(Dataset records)
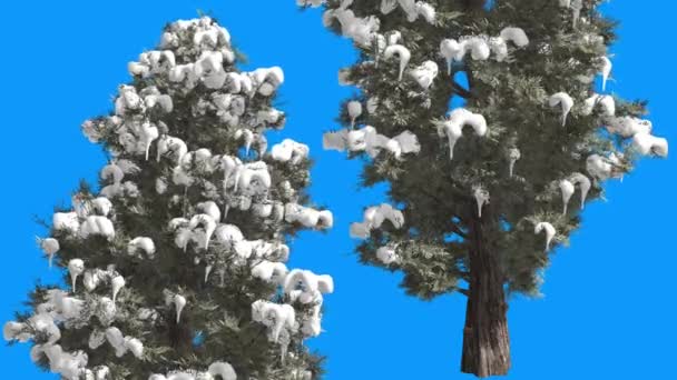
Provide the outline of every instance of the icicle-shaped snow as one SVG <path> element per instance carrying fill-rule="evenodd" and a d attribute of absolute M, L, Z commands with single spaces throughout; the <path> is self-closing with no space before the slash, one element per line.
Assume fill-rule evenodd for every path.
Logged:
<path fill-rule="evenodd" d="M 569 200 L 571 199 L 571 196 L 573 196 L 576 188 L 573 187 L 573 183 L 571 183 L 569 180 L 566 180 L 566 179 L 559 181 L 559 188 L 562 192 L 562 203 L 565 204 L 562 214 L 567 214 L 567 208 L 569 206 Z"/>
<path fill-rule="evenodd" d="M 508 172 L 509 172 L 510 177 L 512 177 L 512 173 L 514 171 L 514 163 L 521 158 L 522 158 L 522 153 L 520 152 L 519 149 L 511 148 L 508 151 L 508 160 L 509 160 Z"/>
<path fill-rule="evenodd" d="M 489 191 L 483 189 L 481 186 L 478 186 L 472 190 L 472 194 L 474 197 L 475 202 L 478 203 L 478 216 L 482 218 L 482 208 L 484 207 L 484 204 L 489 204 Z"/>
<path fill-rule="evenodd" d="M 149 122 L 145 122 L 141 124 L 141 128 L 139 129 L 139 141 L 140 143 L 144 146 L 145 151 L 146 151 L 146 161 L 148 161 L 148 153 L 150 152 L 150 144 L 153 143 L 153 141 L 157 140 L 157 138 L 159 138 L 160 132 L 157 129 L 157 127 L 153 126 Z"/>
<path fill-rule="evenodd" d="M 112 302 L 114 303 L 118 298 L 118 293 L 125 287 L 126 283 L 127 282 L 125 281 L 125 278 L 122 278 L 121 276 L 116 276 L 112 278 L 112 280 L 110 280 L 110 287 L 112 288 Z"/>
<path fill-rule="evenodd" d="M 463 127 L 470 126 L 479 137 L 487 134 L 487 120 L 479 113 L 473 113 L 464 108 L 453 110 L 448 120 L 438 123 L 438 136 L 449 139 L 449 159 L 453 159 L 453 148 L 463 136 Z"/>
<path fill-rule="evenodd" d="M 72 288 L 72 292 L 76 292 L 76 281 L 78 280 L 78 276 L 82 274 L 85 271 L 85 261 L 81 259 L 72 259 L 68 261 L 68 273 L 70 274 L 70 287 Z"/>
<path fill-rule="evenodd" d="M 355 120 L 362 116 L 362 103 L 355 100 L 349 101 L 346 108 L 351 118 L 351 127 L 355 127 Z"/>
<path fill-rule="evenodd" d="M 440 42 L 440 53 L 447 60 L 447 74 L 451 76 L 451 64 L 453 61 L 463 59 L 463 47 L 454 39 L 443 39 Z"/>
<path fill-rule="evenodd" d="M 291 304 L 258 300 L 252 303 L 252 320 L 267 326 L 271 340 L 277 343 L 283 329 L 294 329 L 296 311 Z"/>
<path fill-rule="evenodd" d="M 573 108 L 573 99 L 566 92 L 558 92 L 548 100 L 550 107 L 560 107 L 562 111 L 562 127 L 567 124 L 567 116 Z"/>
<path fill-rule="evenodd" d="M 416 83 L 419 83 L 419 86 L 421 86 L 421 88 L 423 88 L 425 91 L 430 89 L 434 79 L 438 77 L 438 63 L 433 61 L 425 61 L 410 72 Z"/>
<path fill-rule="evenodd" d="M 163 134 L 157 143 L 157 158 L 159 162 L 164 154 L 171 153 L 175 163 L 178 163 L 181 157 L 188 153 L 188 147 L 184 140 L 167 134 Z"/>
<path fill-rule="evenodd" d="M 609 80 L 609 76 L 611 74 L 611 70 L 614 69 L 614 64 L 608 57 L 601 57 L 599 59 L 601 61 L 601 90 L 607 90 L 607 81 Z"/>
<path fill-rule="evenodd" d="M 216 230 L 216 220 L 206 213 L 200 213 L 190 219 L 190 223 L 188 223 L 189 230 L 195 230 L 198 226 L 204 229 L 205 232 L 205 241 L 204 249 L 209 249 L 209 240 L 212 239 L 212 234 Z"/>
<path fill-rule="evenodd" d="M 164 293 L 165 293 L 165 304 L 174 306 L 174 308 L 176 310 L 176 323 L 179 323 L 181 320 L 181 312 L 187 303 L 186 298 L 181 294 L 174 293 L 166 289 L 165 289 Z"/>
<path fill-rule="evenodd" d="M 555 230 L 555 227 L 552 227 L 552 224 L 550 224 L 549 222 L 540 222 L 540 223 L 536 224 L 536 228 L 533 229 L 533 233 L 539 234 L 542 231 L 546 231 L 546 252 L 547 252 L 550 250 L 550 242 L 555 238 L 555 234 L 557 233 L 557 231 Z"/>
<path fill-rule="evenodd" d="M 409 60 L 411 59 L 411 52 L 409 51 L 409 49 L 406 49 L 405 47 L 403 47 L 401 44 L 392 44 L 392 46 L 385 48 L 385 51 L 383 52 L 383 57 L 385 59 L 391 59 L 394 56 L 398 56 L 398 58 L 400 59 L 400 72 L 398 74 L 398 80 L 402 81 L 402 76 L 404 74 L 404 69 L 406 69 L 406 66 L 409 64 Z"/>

Aim
Extract each line from the entries above that contains the word "every", treating uppercase and lowercase as different.

Response
Provide the outline of every instance of the icicle-shaped snow as one SVG <path> element per instance carrying fill-rule="evenodd" and a d attribute of absolute M, L, Z commands with single spaces throughout; the <path> is self-closing with no space before the slash, one element per line.
Assume fill-rule evenodd for every path.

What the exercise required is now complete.